Your goal. The answer must consist of every line in the records below that contains the string "white".

Source material.

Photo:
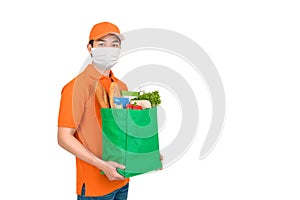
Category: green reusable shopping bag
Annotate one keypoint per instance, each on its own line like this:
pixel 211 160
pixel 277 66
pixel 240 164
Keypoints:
pixel 130 137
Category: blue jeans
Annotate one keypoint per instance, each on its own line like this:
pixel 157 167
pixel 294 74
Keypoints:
pixel 119 194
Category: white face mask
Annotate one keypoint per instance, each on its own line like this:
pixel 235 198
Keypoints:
pixel 105 57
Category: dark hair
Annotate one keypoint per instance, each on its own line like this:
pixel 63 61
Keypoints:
pixel 91 42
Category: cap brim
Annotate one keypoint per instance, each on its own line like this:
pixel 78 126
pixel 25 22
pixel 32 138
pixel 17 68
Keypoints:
pixel 120 36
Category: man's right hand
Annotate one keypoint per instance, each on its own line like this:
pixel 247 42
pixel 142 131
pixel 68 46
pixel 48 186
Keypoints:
pixel 110 170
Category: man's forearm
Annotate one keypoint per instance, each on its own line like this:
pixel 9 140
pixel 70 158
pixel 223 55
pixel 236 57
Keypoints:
pixel 67 141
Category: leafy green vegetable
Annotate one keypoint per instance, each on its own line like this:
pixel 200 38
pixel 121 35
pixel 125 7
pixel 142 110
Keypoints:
pixel 153 97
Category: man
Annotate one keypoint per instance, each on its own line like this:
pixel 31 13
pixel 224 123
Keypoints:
pixel 79 121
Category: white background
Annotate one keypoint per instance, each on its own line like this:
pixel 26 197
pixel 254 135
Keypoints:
pixel 255 47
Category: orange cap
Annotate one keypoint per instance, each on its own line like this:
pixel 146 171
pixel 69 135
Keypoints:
pixel 101 29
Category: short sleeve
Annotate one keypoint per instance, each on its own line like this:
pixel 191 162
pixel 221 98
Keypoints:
pixel 65 117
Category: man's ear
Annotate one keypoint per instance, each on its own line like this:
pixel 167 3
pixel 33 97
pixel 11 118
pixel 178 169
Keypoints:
pixel 89 47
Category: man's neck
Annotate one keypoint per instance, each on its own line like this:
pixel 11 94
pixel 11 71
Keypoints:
pixel 101 71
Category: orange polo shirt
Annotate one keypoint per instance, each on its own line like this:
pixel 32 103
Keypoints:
pixel 80 109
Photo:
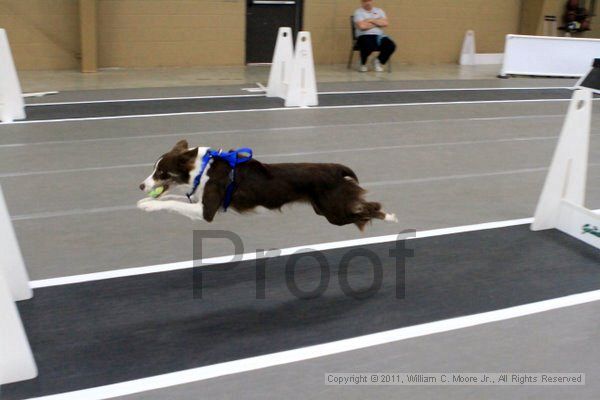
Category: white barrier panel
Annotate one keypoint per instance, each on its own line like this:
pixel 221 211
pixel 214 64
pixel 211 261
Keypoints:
pixel 548 55
pixel 302 91
pixel 580 223
pixel 561 204
pixel 281 66
pixel 469 56
pixel 11 260
pixel 567 175
pixel 16 359
pixel 11 99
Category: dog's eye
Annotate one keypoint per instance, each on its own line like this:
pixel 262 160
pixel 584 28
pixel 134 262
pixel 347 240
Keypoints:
pixel 162 175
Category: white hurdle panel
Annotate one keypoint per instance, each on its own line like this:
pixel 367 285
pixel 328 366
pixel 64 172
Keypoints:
pixel 302 91
pixel 562 202
pixel 292 75
pixel 469 56
pixel 281 66
pixel 12 105
pixel 16 359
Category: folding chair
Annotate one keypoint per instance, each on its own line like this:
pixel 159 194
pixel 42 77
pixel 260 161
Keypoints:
pixel 356 48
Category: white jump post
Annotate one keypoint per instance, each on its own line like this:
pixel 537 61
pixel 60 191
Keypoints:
pixel 548 55
pixel 281 66
pixel 469 56
pixel 16 359
pixel 562 202
pixel 12 105
pixel 302 91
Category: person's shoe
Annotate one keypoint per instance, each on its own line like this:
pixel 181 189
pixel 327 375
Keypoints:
pixel 377 65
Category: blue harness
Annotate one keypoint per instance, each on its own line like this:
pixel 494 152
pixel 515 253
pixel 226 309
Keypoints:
pixel 233 158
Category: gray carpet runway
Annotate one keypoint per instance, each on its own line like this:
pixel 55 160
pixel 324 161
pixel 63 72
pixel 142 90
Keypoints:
pixel 108 331
pixel 71 188
pixel 247 102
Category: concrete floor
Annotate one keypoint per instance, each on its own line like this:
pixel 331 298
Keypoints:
pixel 117 78
pixel 71 188
pixel 554 341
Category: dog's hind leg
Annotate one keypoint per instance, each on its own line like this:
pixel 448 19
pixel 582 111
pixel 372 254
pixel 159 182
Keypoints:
pixel 365 211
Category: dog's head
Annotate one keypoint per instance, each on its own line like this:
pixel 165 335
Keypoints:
pixel 172 168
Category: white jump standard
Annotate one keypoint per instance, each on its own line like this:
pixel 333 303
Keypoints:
pixel 562 202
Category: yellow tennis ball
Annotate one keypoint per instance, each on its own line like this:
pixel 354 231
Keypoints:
pixel 156 192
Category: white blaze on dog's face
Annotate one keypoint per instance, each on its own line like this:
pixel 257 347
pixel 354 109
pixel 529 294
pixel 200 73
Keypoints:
pixel 172 169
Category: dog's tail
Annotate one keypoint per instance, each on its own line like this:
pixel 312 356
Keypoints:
pixel 347 173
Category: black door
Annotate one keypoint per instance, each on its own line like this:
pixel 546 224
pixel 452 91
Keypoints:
pixel 263 19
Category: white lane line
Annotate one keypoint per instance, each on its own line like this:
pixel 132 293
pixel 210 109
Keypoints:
pixel 234 96
pixel 64 171
pixel 70 213
pixel 460 176
pixel 296 154
pixel 449 90
pixel 119 273
pixel 208 97
pixel 80 211
pixel 301 109
pixel 277 129
pixel 322 350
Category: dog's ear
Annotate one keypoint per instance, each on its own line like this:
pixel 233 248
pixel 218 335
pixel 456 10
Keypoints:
pixel 188 156
pixel 180 147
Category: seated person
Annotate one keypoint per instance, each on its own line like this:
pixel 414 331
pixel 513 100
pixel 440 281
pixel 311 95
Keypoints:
pixel 369 22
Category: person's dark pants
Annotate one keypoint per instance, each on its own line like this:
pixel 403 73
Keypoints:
pixel 368 44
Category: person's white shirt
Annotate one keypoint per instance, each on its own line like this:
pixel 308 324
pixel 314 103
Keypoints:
pixel 361 14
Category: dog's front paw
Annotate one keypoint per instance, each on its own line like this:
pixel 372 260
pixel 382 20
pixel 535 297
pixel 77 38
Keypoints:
pixel 149 206
pixel 391 218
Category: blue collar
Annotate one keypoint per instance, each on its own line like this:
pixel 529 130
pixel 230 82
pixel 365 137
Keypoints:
pixel 233 158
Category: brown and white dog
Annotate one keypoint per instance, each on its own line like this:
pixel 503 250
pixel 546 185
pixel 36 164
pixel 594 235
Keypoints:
pixel 331 189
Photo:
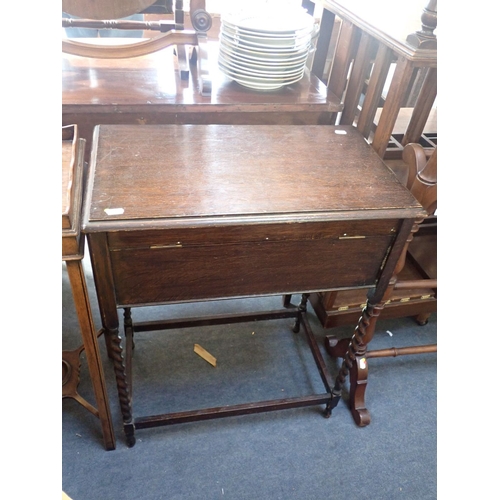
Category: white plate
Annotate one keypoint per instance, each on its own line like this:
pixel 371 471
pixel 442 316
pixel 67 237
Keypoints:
pixel 257 82
pixel 262 54
pixel 253 58
pixel 257 38
pixel 260 71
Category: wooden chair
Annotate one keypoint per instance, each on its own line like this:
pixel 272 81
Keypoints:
pixel 420 252
pixel 414 290
pixel 107 15
pixel 387 84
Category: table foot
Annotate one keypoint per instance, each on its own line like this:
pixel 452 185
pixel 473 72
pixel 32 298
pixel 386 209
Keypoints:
pixel 355 363
pixel 129 429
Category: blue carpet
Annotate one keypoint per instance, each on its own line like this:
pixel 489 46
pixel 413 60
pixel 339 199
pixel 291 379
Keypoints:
pixel 290 454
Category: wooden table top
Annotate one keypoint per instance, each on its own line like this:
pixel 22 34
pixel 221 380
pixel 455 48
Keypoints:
pixel 154 80
pixel 168 175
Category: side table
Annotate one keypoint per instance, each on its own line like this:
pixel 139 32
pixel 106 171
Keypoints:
pixel 72 254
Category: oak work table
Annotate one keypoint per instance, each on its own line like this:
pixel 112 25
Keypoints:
pixel 180 213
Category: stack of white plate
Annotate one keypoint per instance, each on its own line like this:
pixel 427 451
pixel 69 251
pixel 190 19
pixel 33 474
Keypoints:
pixel 265 50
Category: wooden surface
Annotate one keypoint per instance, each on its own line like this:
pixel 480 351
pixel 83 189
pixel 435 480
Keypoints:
pixel 172 173
pixel 109 9
pixel 72 255
pixel 193 212
pixel 149 90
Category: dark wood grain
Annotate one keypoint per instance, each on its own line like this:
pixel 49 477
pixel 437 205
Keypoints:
pixel 222 171
pixel 149 90
pixel 198 212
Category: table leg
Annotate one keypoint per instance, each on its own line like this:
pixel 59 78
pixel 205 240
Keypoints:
pixel 355 363
pixel 82 303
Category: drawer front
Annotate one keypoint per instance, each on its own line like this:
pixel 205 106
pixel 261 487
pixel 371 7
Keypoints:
pixel 215 264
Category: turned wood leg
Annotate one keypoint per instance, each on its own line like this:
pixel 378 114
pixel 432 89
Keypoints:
pixel 287 300
pixel 76 277
pixel 122 385
pixel 301 308
pixel 356 365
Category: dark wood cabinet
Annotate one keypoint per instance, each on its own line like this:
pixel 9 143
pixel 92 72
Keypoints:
pixel 193 212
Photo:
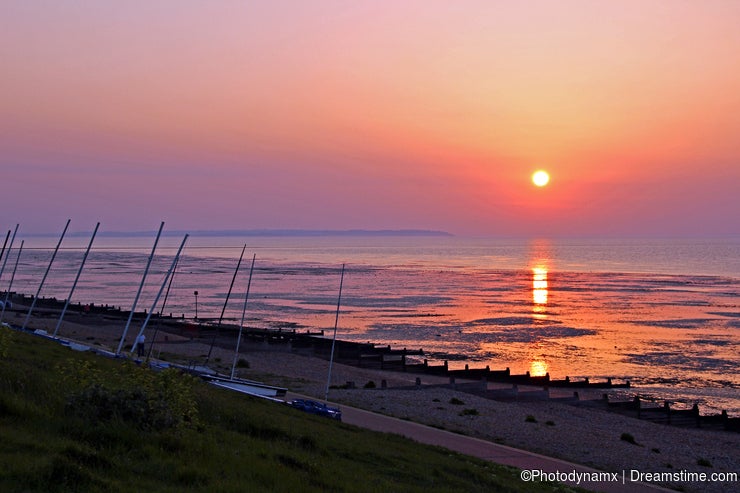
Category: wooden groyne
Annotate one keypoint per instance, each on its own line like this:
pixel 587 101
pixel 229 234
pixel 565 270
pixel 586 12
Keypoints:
pixel 383 357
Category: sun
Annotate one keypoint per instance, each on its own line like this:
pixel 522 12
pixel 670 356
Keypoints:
pixel 540 178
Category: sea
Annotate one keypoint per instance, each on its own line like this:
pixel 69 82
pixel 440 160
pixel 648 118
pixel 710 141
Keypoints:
pixel 663 314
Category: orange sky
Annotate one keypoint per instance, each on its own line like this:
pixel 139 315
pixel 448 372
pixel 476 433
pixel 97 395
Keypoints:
pixel 377 114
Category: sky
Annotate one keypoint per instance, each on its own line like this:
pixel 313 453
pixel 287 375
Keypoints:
pixel 417 114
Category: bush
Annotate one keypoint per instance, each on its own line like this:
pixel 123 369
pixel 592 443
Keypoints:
pixel 469 412
pixel 627 437
pixel 139 396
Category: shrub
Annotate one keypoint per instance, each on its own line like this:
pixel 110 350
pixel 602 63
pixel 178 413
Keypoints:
pixel 469 412
pixel 627 437
pixel 136 395
pixel 5 341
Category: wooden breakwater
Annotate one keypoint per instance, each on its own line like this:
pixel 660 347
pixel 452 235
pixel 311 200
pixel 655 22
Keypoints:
pixel 360 354
pixel 667 414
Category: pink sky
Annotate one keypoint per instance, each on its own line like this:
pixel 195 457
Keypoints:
pixel 375 115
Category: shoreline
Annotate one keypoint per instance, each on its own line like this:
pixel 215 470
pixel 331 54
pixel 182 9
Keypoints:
pixel 576 433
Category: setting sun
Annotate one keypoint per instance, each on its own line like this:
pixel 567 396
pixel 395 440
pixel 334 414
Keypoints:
pixel 540 178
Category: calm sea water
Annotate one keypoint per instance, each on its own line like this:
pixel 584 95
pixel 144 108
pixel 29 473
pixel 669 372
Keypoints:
pixel 664 314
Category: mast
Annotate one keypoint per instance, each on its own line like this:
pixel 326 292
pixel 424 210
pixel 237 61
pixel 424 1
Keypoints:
pixel 48 268
pixel 161 310
pixel 164 283
pixel 226 302
pixel 138 293
pixel 10 286
pixel 77 278
pixel 241 324
pixel 2 269
pixel 2 252
pixel 334 339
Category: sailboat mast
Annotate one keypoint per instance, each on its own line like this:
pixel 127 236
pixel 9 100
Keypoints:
pixel 226 302
pixel 77 278
pixel 43 279
pixel 138 293
pixel 161 289
pixel 334 339
pixel 12 277
pixel 241 324
pixel 2 269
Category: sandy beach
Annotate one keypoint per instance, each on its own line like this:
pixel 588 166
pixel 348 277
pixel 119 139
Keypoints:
pixel 575 433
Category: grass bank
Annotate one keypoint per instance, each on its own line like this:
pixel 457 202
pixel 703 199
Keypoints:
pixel 72 421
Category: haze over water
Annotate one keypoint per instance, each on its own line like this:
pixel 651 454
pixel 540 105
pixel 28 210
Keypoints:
pixel 664 314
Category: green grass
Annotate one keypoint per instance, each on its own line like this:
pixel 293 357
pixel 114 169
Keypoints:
pixel 56 434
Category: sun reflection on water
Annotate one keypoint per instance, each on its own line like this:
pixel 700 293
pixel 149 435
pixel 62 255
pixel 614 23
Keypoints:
pixel 538 368
pixel 539 289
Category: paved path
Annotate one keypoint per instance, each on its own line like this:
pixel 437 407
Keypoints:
pixel 500 454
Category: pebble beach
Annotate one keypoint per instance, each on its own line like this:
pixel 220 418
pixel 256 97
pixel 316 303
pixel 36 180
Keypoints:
pixel 579 434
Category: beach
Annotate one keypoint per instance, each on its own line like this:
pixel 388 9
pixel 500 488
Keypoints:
pixel 579 434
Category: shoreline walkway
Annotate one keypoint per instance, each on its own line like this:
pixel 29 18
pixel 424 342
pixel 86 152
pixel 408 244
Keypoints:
pixel 500 454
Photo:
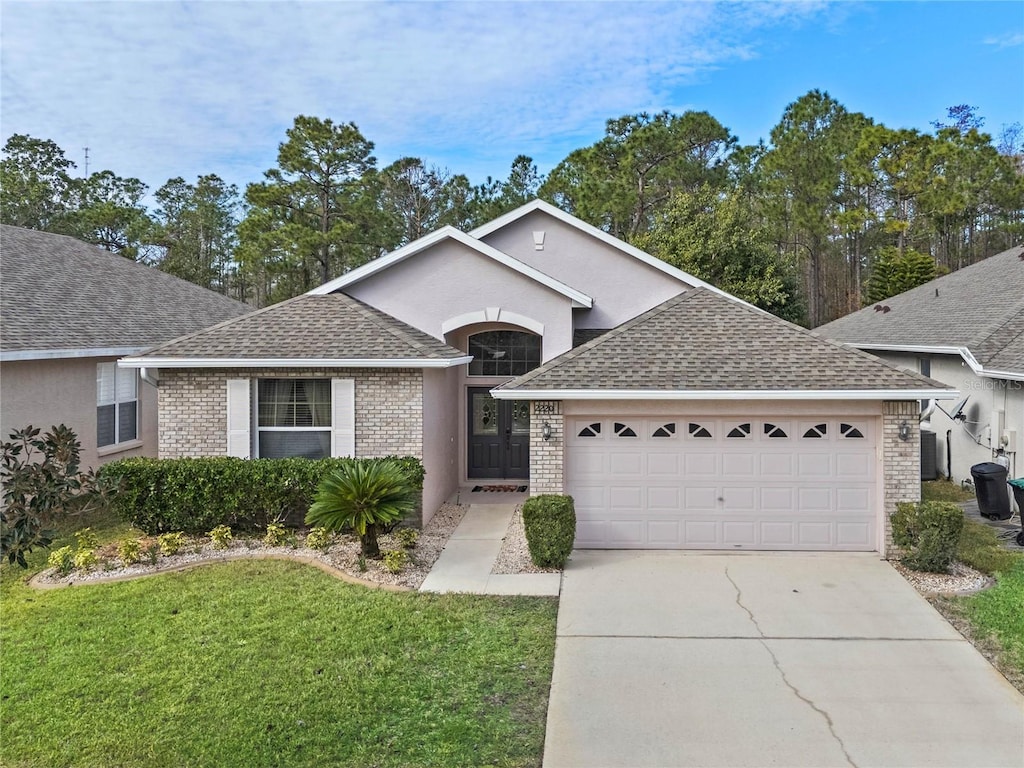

Response area.
Category: white face mask
Category: white background
Category: white barrier panel
Category: white hurdle panel
Category: white jump post
Category: white jump standard
Category: white blaze on dog's face
Category: white lane line
Category: person's white shirt
Category: brown and white dog
Category: white plate
Category: stack of white plate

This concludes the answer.